Segment Start: DOCUMENT TEXT

A 3,200-square-foot space inside the East All Saints Parking Garage in Frederick is currently pretty barren — light fixtures hang throughout the space, and marks appear where large mirrors once were hung.
But hopefully, by early 2022, the area will be a cultural and education center for the African American Resources, Cultural and Heritage (AARCH) Society, an organization that aims to educate and inform Frederick County residents about the contributions and overall history of local African-Americans.
On Tuesday, Frederick Mayor Michael O'Connor and Mary Ford-Naill, the city's economic development manager, "gifted the key" for the space to AARCH President David Key and Vice President Seaven Gordon.
Ford-Naill said the new cultural center will be a great asset to the city and local community, especially given its proximity to the city and county's tourism center on East Street. She and O'Connor said the physical location will be incredibly important for AARCH officials to inform the public about their organization, along with displaying artifacts and telling the overall history of local African Americans.
"It will be another attraction [that] the city, the community and tourism can promote in an area where there's already a lot going on," O'Connor said. "A physical location will give people who visit Frederick and people who are from here ... the opportunity to hear the rich history of African Americans in Frederick, a story that's been under-told."

Segment End: DOCUMENT TEXT

— TASKS TO PERFORM —
1. In the article on the AARCH center, how large is the space inside the East All Saints Parking Garage?
2. For each statement, answer yes or no to say whether it agrees with the article on the AARCH center, and quote the deciding words: (a) The center is hoped to open by early 2022. (b) The key was given to AARCH President Seaven Gordon. (c) The space is close to the tourism center on East Street.
3. Restate a passage of the article on the AARCH center with "space" swapped for "site" each time it occurs. Begin at the words "A 3,200-square-foot space" and stop after "President Seaven Gordon.".

Segment Start: SUPPLIED DATA

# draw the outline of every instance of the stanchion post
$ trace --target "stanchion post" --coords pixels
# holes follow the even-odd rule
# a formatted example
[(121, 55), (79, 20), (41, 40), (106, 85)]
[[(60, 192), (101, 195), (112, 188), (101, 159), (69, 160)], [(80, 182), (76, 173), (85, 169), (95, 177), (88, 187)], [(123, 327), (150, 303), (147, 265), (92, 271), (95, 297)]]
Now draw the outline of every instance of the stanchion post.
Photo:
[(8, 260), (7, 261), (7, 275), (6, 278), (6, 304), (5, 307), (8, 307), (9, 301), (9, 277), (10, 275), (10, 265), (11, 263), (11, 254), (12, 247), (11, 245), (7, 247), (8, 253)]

Segment End: SUPPLIED DATA

— SOLUTIONS TO EACH TASK —
1. 3,200 square feet.

2.
(a) Yes: "by early 2022, the area will be a cultural and education center"
(b) No: "AARCH President David Key and Vice President Seaven Gordon"
(c) Yes: "especially given its proximity to the city and county's tourism center on East Street"

3.
A 3,200-square-foot site inside the East All Saints Parking Garage in Frederick is currently pretty barren — light fixtures hang throughout the site, and marks appear where large mirrors once were hung.
But hopefully, by early 2022, the area will be a cultural and education center for the African American Resources, Cultural and Heritage (AARCH) Society, an organization that aims to educate and inform Frederick County residents about the contributions and overall history of local African-Americans.
On Tuesday, Frederick Mayor Michael O'Connor and Mary Ford-Naill, the city's economic development manager, "gifted the key" for the site to AARCH President David Key and Vice President Seaven Gordon.